--- BEGIN Document ---

# Could I please see a picture or get a description of what you keep in your dog crate?



## sweetemotion (Jun 6, 2012)

I'm trying to make Simba's crate as comfortable as I can. He's rarely in it as he's only crated when we leave. (probably 5 hours a week) I have a soft dog bed and a blanket in his crate now. Here's some things I've noticed in other dogs crates;

Water and food dish, small bowls that attach to the metal crate

A soft mat that covers the entire floor of the crate as well as a smaller dog bed

Nyla bone, Simba bit one in half today and I'm afraid to give him more. Any good toy suggestions?


Anything I don't know of that would be good to keep in his crate? Thanks in advance!


----------



## dezymond (May 3, 2012)

My dog is barely crated as well; only naps in there, has dinner in there, and if we're gone for about 2hrs (at most). He's in there for at least an hour on Sundays when we're out to our lunch.

I have a blanket in there for him that is folded up to provide padding, his favorite squeaky toy, a rope toy, and a nylabone toy. 3 different toys that provide 3 different textures/roughness. And also a white under t-shirt that has my scent on it (though it's probably not necessary anymore) that I throw in there every week, just to comfort him.

One good way to possibly make the crate/your leaving a good experience is have a kong with some kibble inside and top it off with peanut butter, freeze it for about 2hrs. This tip was given to me and it really works in terms of calming him down and making our leaves less stressful. I give it to him about 2-3min before I actually leave the door and he's too occupied to even care about us leaving.

--- END Document ---

» **Short task A**
In the thread, what did Simba do to a Nylabone on the day sweetemotion posted?
» **Short task B**
Please copy the listing from the line holding "the form [241,69]." through the end of the listing, inclusive, leaving out the pictures.
The thread and the listing have nothing to do with each other.

--- BEGIN The data ---

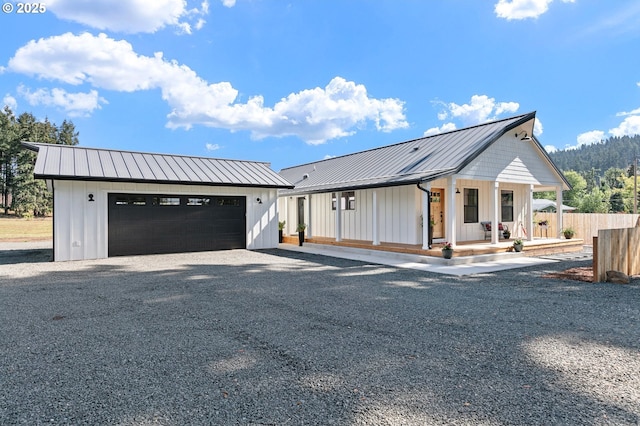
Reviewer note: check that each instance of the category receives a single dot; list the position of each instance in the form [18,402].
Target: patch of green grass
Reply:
[16,229]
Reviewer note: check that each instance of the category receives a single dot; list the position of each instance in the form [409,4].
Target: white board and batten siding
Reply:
[81,226]
[399,209]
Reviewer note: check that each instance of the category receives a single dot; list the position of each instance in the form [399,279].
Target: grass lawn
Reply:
[16,229]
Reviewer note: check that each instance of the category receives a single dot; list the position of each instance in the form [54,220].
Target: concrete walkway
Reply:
[456,266]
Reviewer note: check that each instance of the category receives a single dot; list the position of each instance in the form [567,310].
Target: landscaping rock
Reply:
[617,277]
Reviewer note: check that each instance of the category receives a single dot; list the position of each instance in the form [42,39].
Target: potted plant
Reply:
[568,233]
[518,244]
[505,232]
[301,227]
[281,230]
[447,250]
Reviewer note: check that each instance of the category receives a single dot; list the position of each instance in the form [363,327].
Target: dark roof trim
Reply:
[163,182]
[66,163]
[491,139]
[524,118]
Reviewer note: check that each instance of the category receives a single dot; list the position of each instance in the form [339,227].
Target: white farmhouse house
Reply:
[457,179]
[111,203]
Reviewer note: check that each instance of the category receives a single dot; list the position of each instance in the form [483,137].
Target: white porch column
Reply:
[374,219]
[495,217]
[309,220]
[529,215]
[426,220]
[450,208]
[338,216]
[285,216]
[559,212]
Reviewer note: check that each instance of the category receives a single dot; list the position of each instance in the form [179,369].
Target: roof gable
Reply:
[67,162]
[417,160]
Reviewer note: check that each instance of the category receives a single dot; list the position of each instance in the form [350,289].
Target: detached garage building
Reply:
[114,203]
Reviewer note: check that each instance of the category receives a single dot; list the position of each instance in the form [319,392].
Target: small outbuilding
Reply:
[113,203]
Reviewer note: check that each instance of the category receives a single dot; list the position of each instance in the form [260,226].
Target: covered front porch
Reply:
[470,250]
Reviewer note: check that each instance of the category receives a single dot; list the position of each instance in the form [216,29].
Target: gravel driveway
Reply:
[280,338]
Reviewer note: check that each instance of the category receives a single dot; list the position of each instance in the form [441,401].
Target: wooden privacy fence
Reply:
[586,225]
[616,250]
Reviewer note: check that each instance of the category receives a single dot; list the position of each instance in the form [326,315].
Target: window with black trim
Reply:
[228,202]
[166,201]
[470,205]
[198,201]
[506,203]
[131,200]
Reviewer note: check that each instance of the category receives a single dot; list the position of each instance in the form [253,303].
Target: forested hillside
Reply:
[601,175]
[19,191]
[616,152]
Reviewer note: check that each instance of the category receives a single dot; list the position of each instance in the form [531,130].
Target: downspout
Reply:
[428,218]
[53,209]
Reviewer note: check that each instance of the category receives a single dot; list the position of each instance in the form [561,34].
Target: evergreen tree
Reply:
[22,193]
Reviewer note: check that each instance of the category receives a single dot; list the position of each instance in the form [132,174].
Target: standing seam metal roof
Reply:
[78,163]
[413,161]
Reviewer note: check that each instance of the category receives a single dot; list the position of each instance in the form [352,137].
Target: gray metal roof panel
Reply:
[108,167]
[132,166]
[79,163]
[406,162]
[93,161]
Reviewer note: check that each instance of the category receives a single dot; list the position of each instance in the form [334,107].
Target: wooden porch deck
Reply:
[536,247]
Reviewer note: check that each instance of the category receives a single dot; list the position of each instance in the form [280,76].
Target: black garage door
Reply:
[151,224]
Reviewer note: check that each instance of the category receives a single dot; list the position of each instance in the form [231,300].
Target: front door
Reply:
[437,212]
[300,210]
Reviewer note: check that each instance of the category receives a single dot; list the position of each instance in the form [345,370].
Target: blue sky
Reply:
[291,82]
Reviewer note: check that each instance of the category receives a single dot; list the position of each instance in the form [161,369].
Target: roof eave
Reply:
[164,182]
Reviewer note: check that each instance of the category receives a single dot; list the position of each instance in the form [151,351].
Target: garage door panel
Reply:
[154,224]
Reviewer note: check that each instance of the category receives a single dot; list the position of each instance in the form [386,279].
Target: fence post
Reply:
[595,260]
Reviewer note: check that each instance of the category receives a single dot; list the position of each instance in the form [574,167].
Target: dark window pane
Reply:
[506,201]
[470,205]
[125,200]
[166,201]
[228,202]
[198,201]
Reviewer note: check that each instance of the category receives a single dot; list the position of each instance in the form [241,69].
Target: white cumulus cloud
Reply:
[10,101]
[480,109]
[629,127]
[130,16]
[314,115]
[589,138]
[74,104]
[523,9]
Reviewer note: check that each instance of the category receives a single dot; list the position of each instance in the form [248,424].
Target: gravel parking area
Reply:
[282,338]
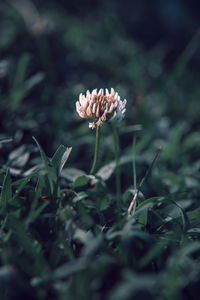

--- END The data ---

» **Exercise solution A**
He bit it in half.

» **Exercise solution B**
Reviewer note: check that each instance of the category receives a single dot; list the position of each instance in the form [241,69].
Target: white cumulus cloud
Reply:
[10,101]
[480,109]
[629,127]
[130,16]
[314,115]
[589,138]
[74,104]
[523,9]
Reviewer note: check that each instance of the category receives a single dot; list the position of each instance in the form [248,424].
Target: gravel parking area
Reply:
[282,338]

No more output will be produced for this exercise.